■ SET EXERCISE 1
Please mark each statement below as yes or no depending on whether it agrees with the babka recipe, and quote the deciding words from the recipe. (a) Active dry yeast is stirred into water warmed to 110 to 116 degrees. (b) The dough must fully double in size before it is used. (c) All of the ground nuts are sprinkled over the cinnamon sugar.
■ SET EXERCISE 2
Write the next steps of the babka recipe, picking up after its final instruction.

■ SELECTED PASSAGE
* START *
If you only have active dry yeast, it works fine here. Use the same amount but replace half the milk with water. Warm the water to 110 to 116 degrees (warm to the touch but not hot), stir the yeast into it and set it aside for 5 to 10 minutes, after which it will be slightly foamy. Then continue with as written. I find that active dry yeast doubles faster so keep an eye on the dough, but your experience may vary. (Instant yeast doesn’t need a warm liquid start and can be mixed into cold ingredients, as written below.)

I lightly toasted my nuts (350 degrees on a large tray, 8 minutes, then cooled) before using them here for best crunch and flavor.

  • 6 tablespoons (85 grams) unsalted butter, melted and cooled
  • 3/4 cup (175 ml) whole or low-fat milk
  • 3 1/2 teaspoons (11 grams) instant yeast
  • 3/4 cup (150 grams) granulated sugar
  • 3 large eggs
  • 1 1/2 teaspoons vanilla extract
  • 4 1/2 cups (585 grams) all-purpose flour
  • 1 teaspoon fine sea salt
  • Filling
  • 2/3 cup (135 grams) granulated sugar
  • 1 1/2 teaspoons ground cinnamon
  • 2 cups (about 250 grams or 9 ounces) mixed nuts (I use one cup each of pistachios and walnuts)
  • Finely grated zest of half a lemon or orange
  • A few pinches of sea salt
  • 1 teaspoon vanilla extract
  • 1/4 to 1/2 teaspoon rose water or orange flower water (optional, to taste)
  • 1/8 teaspoon ground cloves and/or cardamom (optional)
  • 1/3 cup (95 grams) unsalted butter, melted
  • Honey syrup
  • 3/4 cup (250 grams) honey, any kind you like
  • 3/4 cup (175 ml) water
  • Pinch of sea salt
Make the dough: In the bottom of the bowl of a stand mixer, whisk together butter, milk, yeast, sugar, eggs, and vanilla until smooth. Add flour and salt and use dough hook to bring the mixture together and knead on low speed for 5 to 7 minutes. Transfer to a greased bowl, cover tightly with plastic, and set aside for 1 to 2 hours (until about 1 1/2 times the original size; it doesn’t usually fully double for me, and this is fine) in a warm spot or overnight (and up to 2 days) in the fridge. If you’re chilling it in the fridge, you’ll want to take it out about 1 1/2 hours before using it so it has time to warm up again before rolling it out.

Meanwhile, make the fillings: Combine cinnamon and sugar in a small bowl and set aside.

In the bowl of a food processor combine the nuts, salt, vanilla, and any other flavorings you plan to use until finely chopped but not like a powder or meal (think: couscous, or use my photos above as guidance). Set aside.

Prepare pan(s): Coat two 9-by-4-inch loaf pans (although slightly larger or smaller will work here too) or one tube pan with butter or nonstick spray, and line the bottom of each with a rectangle or donut-shaped ring of parchment paper for extra security.

Assemble babka(s): On a large, well-floured counter, roll out dough until it is about 24 inches wide (the side closest to you) and as long in length (away from you) as you can when rolling it thin, likely 12 to 14 inches. Dab last 1/2-inch (the edge furthest away from you) with water. Brush remainder of dough with melted butter. Sprinkle evenly with cinnamon sugar. Set aside 2 tablespoons of ground nuts and sprinkle the remainder over the cinnamon-sugar. Roll the dough up with the filling away from you into a long, tight tube. Seal the end to the roll as best as you can.
* END *
■ DATA
* START *
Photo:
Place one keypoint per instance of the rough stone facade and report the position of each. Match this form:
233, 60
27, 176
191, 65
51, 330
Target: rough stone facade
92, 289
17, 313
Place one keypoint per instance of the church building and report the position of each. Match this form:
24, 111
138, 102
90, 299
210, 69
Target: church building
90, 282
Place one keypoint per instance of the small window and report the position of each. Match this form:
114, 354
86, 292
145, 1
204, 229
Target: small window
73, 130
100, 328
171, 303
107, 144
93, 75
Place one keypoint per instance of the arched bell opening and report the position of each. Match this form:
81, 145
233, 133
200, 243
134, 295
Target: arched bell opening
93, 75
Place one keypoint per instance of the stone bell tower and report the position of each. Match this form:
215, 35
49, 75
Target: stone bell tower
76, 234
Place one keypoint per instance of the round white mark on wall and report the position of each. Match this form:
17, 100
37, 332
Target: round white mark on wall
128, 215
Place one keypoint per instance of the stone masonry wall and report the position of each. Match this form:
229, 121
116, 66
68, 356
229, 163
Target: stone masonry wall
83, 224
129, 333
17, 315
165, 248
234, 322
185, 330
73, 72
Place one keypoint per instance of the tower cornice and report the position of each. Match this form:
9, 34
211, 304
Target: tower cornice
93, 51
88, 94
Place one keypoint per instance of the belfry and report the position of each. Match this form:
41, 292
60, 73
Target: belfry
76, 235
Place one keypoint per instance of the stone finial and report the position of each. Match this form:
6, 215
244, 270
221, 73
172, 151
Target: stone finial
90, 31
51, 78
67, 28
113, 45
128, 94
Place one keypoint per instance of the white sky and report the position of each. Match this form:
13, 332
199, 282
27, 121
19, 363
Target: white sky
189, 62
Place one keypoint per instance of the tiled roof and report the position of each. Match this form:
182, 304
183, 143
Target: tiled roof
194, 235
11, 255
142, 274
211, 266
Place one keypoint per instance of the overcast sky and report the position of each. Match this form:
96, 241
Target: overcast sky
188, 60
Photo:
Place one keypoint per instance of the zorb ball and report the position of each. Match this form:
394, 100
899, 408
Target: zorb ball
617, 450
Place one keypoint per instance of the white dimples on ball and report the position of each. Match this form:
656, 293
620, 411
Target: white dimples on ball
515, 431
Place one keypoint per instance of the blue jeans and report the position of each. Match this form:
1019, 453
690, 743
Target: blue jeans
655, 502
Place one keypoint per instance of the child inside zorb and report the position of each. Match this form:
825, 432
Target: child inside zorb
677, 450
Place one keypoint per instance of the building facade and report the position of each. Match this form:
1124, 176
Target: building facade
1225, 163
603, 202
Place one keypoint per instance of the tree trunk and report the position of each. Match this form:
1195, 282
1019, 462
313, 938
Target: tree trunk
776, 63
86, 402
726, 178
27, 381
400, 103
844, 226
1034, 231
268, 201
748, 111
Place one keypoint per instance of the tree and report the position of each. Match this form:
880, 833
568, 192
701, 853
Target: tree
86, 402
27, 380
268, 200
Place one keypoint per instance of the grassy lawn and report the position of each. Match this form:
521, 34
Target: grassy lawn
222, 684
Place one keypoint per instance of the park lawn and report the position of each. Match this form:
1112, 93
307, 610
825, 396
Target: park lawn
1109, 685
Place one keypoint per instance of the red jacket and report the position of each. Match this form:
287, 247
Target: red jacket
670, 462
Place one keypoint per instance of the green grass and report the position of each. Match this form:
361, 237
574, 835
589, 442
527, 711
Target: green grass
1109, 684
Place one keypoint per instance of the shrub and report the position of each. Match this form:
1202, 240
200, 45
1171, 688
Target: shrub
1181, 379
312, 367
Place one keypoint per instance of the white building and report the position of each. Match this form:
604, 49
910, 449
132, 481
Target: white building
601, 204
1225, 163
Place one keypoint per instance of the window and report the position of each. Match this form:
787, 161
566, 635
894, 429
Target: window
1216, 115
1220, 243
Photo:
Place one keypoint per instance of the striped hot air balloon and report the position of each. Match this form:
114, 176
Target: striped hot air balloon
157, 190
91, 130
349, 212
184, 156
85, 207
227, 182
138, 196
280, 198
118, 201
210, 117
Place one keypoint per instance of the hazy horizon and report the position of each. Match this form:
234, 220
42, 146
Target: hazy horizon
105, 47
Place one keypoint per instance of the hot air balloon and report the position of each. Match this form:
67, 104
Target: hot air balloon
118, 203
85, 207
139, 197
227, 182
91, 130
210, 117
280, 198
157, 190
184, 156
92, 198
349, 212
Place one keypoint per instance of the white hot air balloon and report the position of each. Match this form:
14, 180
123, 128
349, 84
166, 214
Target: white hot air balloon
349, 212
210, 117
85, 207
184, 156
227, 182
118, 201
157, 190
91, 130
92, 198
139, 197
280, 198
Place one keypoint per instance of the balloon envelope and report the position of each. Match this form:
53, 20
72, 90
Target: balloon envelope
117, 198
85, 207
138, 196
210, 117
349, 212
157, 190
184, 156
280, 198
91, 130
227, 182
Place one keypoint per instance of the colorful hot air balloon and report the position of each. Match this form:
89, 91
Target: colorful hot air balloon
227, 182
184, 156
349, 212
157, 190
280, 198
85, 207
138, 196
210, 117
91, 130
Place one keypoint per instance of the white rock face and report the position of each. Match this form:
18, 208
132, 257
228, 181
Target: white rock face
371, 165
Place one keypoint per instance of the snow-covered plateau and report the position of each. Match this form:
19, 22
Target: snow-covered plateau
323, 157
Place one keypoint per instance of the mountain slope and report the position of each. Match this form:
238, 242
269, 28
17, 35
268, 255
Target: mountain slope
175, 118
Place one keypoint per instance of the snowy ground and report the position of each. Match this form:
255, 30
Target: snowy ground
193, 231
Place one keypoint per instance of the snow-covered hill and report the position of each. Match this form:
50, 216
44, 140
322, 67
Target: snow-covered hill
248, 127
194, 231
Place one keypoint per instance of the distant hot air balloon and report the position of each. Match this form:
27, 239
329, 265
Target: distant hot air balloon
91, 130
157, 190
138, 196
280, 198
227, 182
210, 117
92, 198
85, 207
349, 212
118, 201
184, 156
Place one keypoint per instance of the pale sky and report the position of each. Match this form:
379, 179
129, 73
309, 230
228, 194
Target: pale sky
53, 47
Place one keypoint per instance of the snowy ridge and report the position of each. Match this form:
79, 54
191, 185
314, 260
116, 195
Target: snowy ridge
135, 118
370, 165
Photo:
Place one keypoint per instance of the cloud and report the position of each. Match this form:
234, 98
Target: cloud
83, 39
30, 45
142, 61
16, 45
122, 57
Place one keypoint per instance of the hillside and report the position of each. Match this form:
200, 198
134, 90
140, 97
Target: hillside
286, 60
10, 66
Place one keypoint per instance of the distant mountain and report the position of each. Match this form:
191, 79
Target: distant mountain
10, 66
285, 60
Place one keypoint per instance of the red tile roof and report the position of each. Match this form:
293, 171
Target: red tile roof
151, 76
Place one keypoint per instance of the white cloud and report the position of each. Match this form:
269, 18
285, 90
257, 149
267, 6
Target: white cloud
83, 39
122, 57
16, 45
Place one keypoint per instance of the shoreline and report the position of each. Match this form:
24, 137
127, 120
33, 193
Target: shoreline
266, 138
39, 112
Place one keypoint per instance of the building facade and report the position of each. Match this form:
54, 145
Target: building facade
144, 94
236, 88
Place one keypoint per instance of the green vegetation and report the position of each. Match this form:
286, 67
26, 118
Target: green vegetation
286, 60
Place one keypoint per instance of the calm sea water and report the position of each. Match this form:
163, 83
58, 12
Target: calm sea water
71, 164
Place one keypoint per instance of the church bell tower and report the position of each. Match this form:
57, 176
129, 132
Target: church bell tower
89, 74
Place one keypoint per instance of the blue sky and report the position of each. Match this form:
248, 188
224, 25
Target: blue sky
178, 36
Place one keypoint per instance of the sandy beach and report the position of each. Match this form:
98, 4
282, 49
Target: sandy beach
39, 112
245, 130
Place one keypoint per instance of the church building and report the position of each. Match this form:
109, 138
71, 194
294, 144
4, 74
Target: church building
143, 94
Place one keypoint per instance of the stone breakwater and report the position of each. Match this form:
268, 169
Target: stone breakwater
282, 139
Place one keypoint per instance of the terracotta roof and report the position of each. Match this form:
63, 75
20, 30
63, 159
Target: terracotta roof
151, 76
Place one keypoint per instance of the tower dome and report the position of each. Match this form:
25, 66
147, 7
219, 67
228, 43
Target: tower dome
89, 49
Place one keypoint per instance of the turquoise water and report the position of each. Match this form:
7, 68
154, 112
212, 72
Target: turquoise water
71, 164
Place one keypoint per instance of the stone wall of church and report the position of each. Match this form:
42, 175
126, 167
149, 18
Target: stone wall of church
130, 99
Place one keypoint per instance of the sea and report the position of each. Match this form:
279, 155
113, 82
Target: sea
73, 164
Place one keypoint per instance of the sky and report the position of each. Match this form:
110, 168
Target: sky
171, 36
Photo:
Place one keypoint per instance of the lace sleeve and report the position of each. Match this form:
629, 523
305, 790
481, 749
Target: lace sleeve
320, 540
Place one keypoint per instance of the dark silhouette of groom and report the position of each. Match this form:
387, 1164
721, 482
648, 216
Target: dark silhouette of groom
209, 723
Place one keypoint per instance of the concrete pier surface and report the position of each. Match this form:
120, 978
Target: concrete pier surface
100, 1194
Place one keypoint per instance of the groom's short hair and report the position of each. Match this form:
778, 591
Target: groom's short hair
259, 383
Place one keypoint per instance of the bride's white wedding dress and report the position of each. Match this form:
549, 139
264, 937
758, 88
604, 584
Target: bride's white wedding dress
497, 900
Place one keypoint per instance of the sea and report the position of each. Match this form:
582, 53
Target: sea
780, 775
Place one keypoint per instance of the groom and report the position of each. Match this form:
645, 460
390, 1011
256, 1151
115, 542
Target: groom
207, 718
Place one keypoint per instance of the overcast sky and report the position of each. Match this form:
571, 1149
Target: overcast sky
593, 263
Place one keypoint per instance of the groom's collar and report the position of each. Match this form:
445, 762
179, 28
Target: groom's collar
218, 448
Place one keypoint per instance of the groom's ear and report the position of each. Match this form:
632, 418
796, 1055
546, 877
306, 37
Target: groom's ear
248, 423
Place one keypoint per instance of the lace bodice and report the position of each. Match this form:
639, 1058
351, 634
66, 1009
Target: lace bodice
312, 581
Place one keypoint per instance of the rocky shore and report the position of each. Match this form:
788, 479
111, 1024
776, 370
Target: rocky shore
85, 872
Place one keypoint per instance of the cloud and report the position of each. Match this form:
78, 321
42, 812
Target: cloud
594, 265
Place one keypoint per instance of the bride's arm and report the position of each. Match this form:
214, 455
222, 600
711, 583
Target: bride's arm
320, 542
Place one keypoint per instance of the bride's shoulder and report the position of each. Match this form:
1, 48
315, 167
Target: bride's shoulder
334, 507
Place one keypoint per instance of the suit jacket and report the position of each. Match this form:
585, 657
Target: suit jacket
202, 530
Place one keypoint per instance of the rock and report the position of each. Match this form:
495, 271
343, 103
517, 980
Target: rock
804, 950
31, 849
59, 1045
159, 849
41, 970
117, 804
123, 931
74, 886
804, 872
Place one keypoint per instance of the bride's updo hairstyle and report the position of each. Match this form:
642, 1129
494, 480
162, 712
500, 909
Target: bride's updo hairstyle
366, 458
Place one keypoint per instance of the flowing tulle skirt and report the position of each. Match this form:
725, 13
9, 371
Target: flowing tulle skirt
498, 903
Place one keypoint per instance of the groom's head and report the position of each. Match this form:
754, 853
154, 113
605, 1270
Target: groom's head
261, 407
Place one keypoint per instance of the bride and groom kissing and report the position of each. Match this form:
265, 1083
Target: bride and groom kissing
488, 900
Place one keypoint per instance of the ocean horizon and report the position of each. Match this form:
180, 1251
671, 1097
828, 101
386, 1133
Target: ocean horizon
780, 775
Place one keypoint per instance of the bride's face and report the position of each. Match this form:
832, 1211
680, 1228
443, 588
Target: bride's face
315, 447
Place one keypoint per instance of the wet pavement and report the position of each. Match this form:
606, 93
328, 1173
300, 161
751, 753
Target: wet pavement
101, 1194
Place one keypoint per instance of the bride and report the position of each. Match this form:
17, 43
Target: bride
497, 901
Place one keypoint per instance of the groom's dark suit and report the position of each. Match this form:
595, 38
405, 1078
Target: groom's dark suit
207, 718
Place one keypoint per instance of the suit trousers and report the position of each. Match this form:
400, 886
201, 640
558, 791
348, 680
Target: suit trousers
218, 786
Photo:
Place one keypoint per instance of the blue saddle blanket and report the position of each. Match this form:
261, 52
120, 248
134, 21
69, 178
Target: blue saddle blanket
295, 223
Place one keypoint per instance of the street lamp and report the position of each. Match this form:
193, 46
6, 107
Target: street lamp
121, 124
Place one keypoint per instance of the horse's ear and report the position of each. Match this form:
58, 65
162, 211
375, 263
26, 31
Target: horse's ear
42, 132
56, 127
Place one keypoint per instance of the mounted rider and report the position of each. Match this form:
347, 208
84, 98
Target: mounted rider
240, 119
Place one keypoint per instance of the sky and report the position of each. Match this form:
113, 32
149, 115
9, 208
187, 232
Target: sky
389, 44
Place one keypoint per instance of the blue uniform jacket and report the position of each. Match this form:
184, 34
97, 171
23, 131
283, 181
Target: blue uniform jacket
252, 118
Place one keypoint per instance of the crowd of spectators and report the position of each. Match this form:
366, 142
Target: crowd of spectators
* END *
■ RESPONSE 1
(a) Yes: "Warm the water to 110 to 116 degrees (warm to the touch but not hot), stir the yeast into it"
(b) No: "until about 1 1/2 times the original size; it doesn’t usually fully double for me, and this is fine"
(c) No: "Set aside 2 tablespoons of ground nuts and sprinkle the remainder over the cinnamon-sugar."

■ RESPONSE 2
Let’s briefly have a side chat about shaping your babka(s): If you’re making two separate loaves, go ahead and cut this tube in two even lengths now. If you’re making a ring-shaped single babka, you can do this with one long twist or in two shorter ones. The former scared me a little so I divided mine in half. If you think you’re up for it, go for a single rope. (If it gets pesky, you can always lop it in half later, before you fit it in.)

I find it much easier to slice this roll neatly in half by transferring it to a large, lightly floured tray (bending it into a U-shape is fine if you’re trying to keep it in a single rope) and freezing it for 10 to 15 minutes, until firmer to the touch.

Shape your babka(s): Trim last 1/2-inch off each end of log. Gently saw the log(s) in half lengthwise (I use a long serrated knife) and lay them next to each other on the counter, cut sides up. Pinch the top ends gently together. Lift one side over the next, forming a twist and trying to keep the cut sides facing up (because they’re pretty). Don’t worry if this step makes a mess, just transfer the twist as best as you can into the prepared pan or pans. (An extra spatula or set of hands can make this lifting easier.) If you find it too pesky to make the single ring with one twisted rope, you can do it in two pieces, as I did, doing your best to tuck and twist the ends around each other.

I know you won’t believe me, but even if it looks like a total mess right now, even if your twists do not fill the pan, the dough will fill in any gaps by the time it is baked and will also look gorgeous once baked and glossy. It’s impossible to make this look ugly; I honestly tried my best and failed.

Let proof again: Cover the pan(s) with plastic wrap and let them rise in a warm place for about 45 minutes.

Heat your oven: To 350°F.

Bake babka(s): Sprinkle babka(s) with reserved nut mixture. Bake for 30 to 40 minutes, or until the tops are a deep golden brown. Baking times will vary due to size and number of twists. There are two ways to check for doneness: 1. The internal temperature will reach 185°F. 2. A skewer inserted into an underbaked babka will feel stretchy/rubbery inside and may come back with damp dough on it. When fully baked, you’ll feel almost no resistance. If you babka needs more time, put it back, 5 minutes at a time then re-test. If it browns too quickly, you can cover it with foil, but I don’t expect this to be necessary here.

While babka(s) are baking, make syrup: Combine honey, water, and a pinch of salt in a small saucepan and bring to a boil. Reduce to a simmer and cook until reduced by 1/3 (can eyeball it). Pour in a spouted bowl, if you have one, or just have a spoon and pastry brush nearby. As soon as the babka(s) leave the oven, pour and brush all the syrup over babka(s) — or leave a 1/4 cup behind for serving. It will seem like too much, but will taste just right — glossy and truly like baklava.

Let cool until lukewarm, then loosen babka(s) from sides of pans with a knife and transfer to a serving plate, patting yourself on the back for putting parchment paper at the bottom of the pan and making this easier. Serve lukewarm or at room temperature.

Store babkas: At room temperature for 3 days, or up to a week in the fridge, and a month or longer, triple-wrapped, in the freezer. I find most babkas not as great on the second and third days, but this recipe was the exception. Day three, currently, might be our favorite so far.